(VORLIEGENDER TEXT):
# # # # # # #
Die Gemeindeverfassung.
Die Gemeindeverfassung beruht seit 1. Dez. 1907 auf der Gemeindeordnung vom 28. Juli 1906, wonach die Gemeinden in solche mit mehr als 50,000 Einw. (große Städte), mehr als 10–50,000 Einw. (mittlere Städte) und in solche bis zu 10,000 Einw. (kleinere Städte und Landgemeinden) eingeteilt sind. Letztere zerfallen wieder in Gemeinden von mehr als 4–10,000 Einw. (erste Klasse), mehr als 1000–4000 Einw. (zweite Klasse) und nicht mehr als 1000 Einw. (dritte Klasse). Die Vertretung der Gemeinden und die Verwaltung ihrer Angelegenheiten kommt dem Gemeinderat zu; zur Überwachung der Verwaltung ist ein Bürgerausschuß bestellt, der in den gesetzlich bestimmten Fällen zur Mitwirkung an der Verwaltung berufen ist. Der Gemeinderat besteht aus dem Ortsvorsteher als Vorsitzenden und aus 4–42 weitern unbesoldeten Mitgliedern, je nach der Größe der Gemeinden. In den mittlern und größern Städten kann durch Gemeindesatzung die Anstellung eines oder mehrerer besoldeter Gemeinderatsmitglieder angeordnet werden. Die Zahl der Mitglieder des Bürgerausschusses ist ebensogroß wie diejenige der Mitglieder des Gemeinderats. Die Mitglieder der Gemeindekollegien werden in den großen und mittlern Städten durch Verhältniswahl, in den kleinern Städten und Landgemeinden durch Listenwahl von den Gemeindebürgern gewählt.
Oberamtsbezirke.
Sämtliche Gemeinden eines Oberamtsbezirks bilden die Amtskörperschaft, deren Angelegenheiten durch die Amtsversammlung und den Bezirksrat besorgt werden. Die Amtsversammlung wird unter dem Vorsitz des Oberamtmanns aus 20–30 Abgeordneten der Oberamtsstadt und der übrigen Amtsorte gebildet und besorgt hauptsächlich die ökonomischen Angelegenheiten der Amtskorporation. Die Gemeindevorsteher, Stadtschultheißen oder Schultheißen, werden aus drei von den Gemeinden gewählten Kandidaten für Gemeinden erster Klasse vom König, für die übrigen von der Kreisregierung ernannt.
# # # # # # #
(ZIEL DER AUFGABE):
Beantworte anhand des Textes zur Gemeindeverfassung diese Fragen:
1. Seit welchem Datum beruht die Gemeindeverfassung auf der Gemeindeordnung vom 28. Juli 1906?
2. Aus wie vielen Abgeordneten wird die Amtsversammlung gebildet?
3. Wer ernennt die Gemeindevorsteher für Gemeinden erster Klasse?
Die Zeilen sind eigenständiges Material und gehören nicht zum Text.

(BEREITGESTELLTES MATERIAL):
# # # # # # #
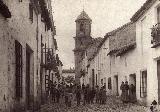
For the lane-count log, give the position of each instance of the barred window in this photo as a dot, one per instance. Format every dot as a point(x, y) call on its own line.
point(18, 73)
point(109, 83)
point(143, 84)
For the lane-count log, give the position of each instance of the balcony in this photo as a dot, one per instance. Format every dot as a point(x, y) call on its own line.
point(155, 33)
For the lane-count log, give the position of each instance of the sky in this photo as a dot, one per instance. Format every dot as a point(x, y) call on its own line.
point(106, 16)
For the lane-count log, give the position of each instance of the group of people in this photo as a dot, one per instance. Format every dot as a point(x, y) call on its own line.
point(84, 94)
point(128, 93)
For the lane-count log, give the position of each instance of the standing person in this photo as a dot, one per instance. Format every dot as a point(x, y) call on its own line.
point(84, 95)
point(88, 94)
point(97, 94)
point(92, 95)
point(126, 96)
point(100, 95)
point(132, 93)
point(103, 95)
point(53, 93)
point(70, 96)
point(66, 94)
point(78, 95)
point(123, 91)
point(153, 107)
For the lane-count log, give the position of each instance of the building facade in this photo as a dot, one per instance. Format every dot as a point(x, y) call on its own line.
point(26, 36)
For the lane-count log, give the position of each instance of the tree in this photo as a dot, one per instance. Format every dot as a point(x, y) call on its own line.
point(70, 79)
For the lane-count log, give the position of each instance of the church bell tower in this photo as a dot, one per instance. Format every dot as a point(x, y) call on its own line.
point(82, 39)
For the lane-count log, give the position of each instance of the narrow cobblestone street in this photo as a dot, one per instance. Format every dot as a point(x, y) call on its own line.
point(112, 105)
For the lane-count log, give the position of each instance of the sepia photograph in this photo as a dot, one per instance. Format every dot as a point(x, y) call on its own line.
point(79, 55)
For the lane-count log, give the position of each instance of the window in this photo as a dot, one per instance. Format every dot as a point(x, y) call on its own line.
point(31, 12)
point(143, 84)
point(18, 73)
point(109, 83)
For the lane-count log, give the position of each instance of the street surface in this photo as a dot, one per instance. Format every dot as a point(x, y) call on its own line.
point(112, 105)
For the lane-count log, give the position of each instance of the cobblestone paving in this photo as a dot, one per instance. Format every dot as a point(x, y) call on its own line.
point(112, 105)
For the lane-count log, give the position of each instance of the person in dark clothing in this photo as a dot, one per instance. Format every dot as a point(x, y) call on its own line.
point(57, 95)
point(122, 88)
point(92, 95)
point(103, 95)
point(88, 94)
point(53, 93)
point(70, 96)
point(132, 93)
point(153, 107)
point(126, 96)
point(97, 94)
point(65, 95)
point(84, 95)
point(78, 95)
point(100, 96)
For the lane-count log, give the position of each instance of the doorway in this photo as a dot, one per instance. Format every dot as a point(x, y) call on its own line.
point(158, 75)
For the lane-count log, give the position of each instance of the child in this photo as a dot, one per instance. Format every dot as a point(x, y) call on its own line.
point(153, 106)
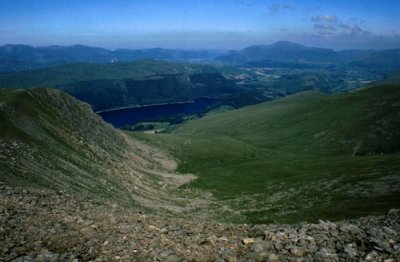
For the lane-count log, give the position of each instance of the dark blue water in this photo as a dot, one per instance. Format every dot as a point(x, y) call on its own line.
point(121, 117)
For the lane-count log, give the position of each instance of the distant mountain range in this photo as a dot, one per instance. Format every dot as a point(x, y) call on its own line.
point(280, 54)
point(25, 57)
point(288, 54)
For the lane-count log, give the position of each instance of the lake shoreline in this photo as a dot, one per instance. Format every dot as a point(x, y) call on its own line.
point(157, 104)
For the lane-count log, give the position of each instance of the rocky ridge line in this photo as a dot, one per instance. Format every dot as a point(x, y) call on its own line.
point(42, 225)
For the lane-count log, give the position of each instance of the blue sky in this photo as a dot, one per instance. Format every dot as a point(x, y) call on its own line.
point(201, 24)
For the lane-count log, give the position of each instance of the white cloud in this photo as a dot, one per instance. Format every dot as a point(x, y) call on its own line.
point(325, 18)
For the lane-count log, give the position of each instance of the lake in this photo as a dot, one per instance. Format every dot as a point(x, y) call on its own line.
point(124, 116)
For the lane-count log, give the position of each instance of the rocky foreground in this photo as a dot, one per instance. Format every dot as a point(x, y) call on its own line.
point(39, 225)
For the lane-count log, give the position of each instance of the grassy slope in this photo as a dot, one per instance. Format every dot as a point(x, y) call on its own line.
point(303, 157)
point(49, 139)
point(66, 74)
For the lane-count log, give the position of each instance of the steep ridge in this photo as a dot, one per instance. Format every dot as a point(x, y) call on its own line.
point(51, 140)
point(304, 157)
point(77, 189)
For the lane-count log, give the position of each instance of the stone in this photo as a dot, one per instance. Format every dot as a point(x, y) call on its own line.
point(298, 252)
point(350, 251)
point(389, 231)
point(248, 240)
point(152, 228)
point(273, 257)
point(257, 247)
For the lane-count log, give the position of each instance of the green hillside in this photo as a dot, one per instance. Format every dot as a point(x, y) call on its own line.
point(305, 157)
point(106, 86)
point(50, 140)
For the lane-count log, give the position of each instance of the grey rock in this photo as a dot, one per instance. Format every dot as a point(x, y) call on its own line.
point(350, 251)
# # # # # # #
(ANTWORT):
1. Seit dem 1. Dezember 1907.
2. Aus 20–30 Abgeordneten.
3. Der König.